PASSAGE GIVEN =

----------------------------------------

Most Americans, only marginally less ethnocentric today than twenty years ago, have a simplistic, nuance-free view of China and the Chinese people. Although apprehensive about the rise of an economic juggernaut and its impact on the American way of life, their view of the Middle Kingdom remains locked post-Tiananmen imagery. My own twin brother - by American standards, an educated, intellectually-curious guy -- still perceives China as "dusty," "robotic," "grey" and ultra-conformist.
The Chinese, on the other hand, are fascinated by America, often perplexed by our society's inherent contradictions. The United States is free and unfair, creative and fashion-challenged (some describe blue button-down shirts and khaki pants as our "uniform"), sporty (NBA rules!) and grossly overweight, individualistic and self-deluded (they love to laugh at narcissistic, talent-free American Idol contestants). They are amazed a nation of 300 million self-starters does not come apart at the seams.
Actually, the Chinese are more than perplexed by America; they are deeply ambivalent. On a personal level, they admire - are even intoxicated by - U.S.-style individualism. At the same time, they regard it as "dangerous," both personally and as a national competitive advantage.
In 1999, when America bombed the Chinese embassy in Yugoslavia, the nation erupted with rage, but it was the fury of betrayal, disorientation and stunned rejection. No one chanted, "America is evil." Instead, there were tears of disillusionment. The United States, then widely perceived as a land of endless opportunity and noble ideals, was exposed as "just another country" in which the "powerful protect their interests at all cost." I had been in the PRC for a year, always greeted with openness, curiosity and warm facial expressions. When the news of my country's misdeed swept the airwaves, the lights went out. No one's eyes met mine. They wondered whether I, too, was a fraud, a commercial hack intent on profiting from the Mainland at the expense of the Mainland. After a week, however, tempers cooled but a scar of regretful suspicion has since marred the cultural landscape.
Evidence of deep affection - and inspiration by - the American way of life is everywhere. Illegal DVDs of American movies and television shows sell like hotcakes. Archetypal TV fare -- "Friends, "Prison Break," "Sex in the City," "Desperate Housewives" and, more recently, "The Big Bang Theory" -- celebrate a quintessentially American fusion of community and individual idiosyncrasy. They are beloved, downloaded as soon as new episodes air in the States. The election President Obama, a black man with no dynastic credentials, is regarded with awe, a tribute to genuine egalitarianism. Apple-mania is sweeping the nation, at least in first-tier cities. Every Mainland conglomerate wants to become "GE of China." Furthermore, our "capitalistic heroes," from Bill Gates to Warren Buffet, are role models of the highest order, respected for personal vision and achieving master-of-the-universe status. Amongst denizens of rural China, less worldly than their cousins in glittering coastal capitals, America is not only esteemed for its "freedom"; it is also described transcendentally as "a land of dreams" and "golden horizon."

----------------------------------------

STORED DATA =
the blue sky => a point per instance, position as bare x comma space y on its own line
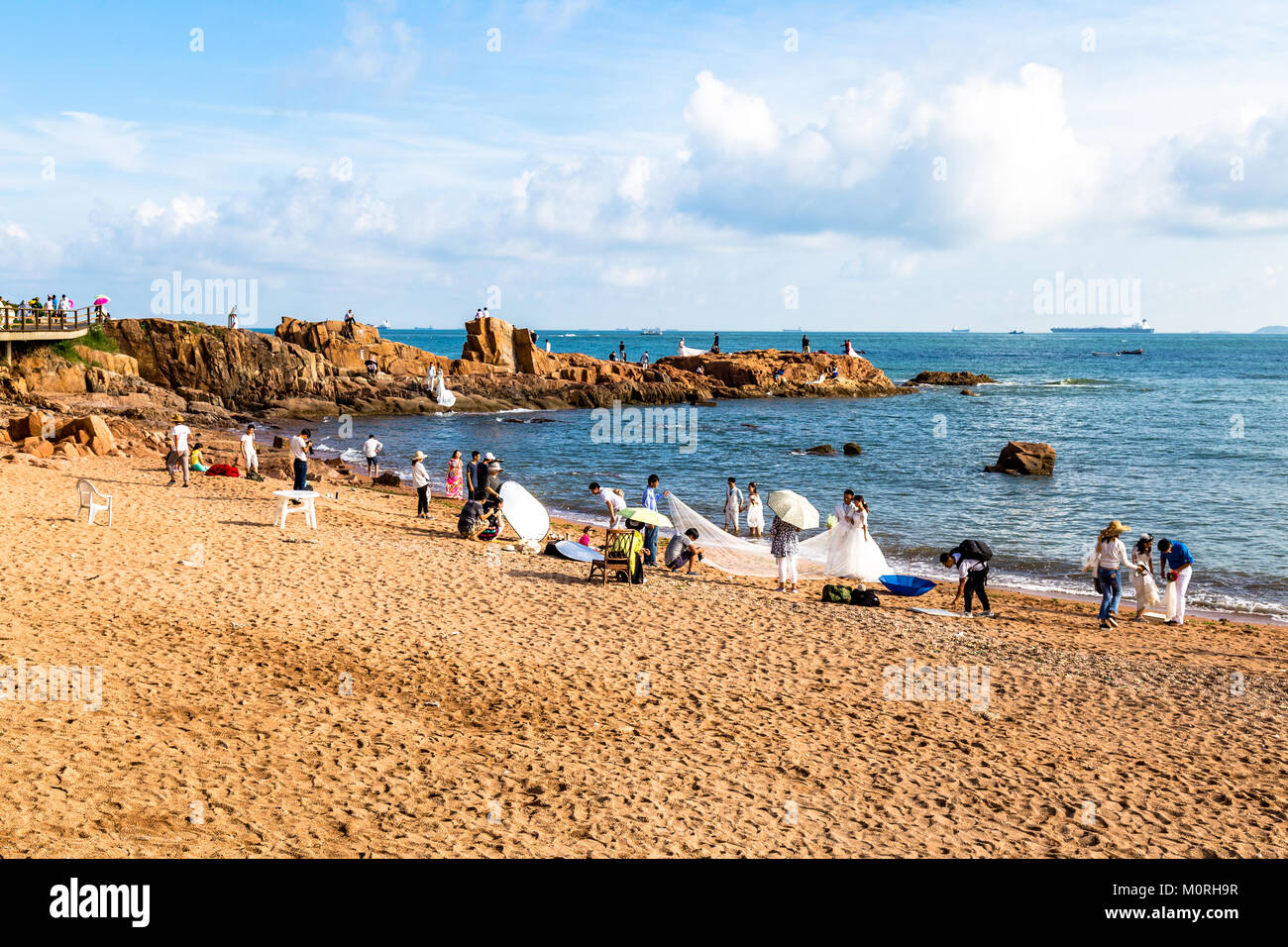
850, 166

----------------------------------------

INSTRUCTION = Carry on the essay on how the Chinese see America, starting right after its last sentence. The material above is separate from the essay on how the Chinese see America.

RESULT FOR THIS EXERCISE =
American Individualism and Me. China's admiration of the American can-do spirit springs, ironically, from its Confucian heritage. Their value system is a quixotic combination of regimentation and ambition. Regarding the former, the individual is not considered the basic building block of productivity. This has always been, and continues to be, the clan. Human "rights" are either a theoretical abstraction or, even in good times, luxuries to be sacrificed on the Altar of Pragmatism. But Confucianism has always espoused social mobility. By mastering convention, Chinese have been able to, at least hypothetically, climb the hierarchy, the shape and structure of which is socially mandated. (Today, the acquisition of wealth defines the ultimate definition of success, not as a "right" but, rather, the most valuable contribution to China's rise as an economic superpower.)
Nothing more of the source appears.